PROVIDED INFORMATION –
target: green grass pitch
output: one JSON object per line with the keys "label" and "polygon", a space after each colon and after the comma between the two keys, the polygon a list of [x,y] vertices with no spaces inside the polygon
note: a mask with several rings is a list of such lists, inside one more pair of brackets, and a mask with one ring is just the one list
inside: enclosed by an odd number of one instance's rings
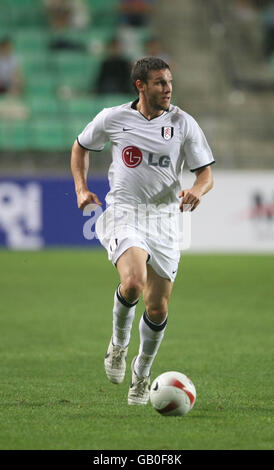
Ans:
{"label": "green grass pitch", "polygon": [[104,251],[0,251],[0,266],[1,449],[273,449],[273,256],[182,257],[152,379],[191,377],[183,418],[128,406],[129,367],[105,377],[119,278]]}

TASK BRIEF – Every line from the one with "inside: enclosed by" to the end of the records above should be restated word for word, and no picture belongs in the copy.

THE COMPLETED TASK –
inside: enclosed by an odd number of one instance's rings
Ans:
{"label": "green grass pitch", "polygon": [[104,251],[0,251],[0,266],[1,449],[273,449],[273,256],[182,257],[152,379],[191,377],[183,418],[128,406],[129,367],[105,377],[119,278]]}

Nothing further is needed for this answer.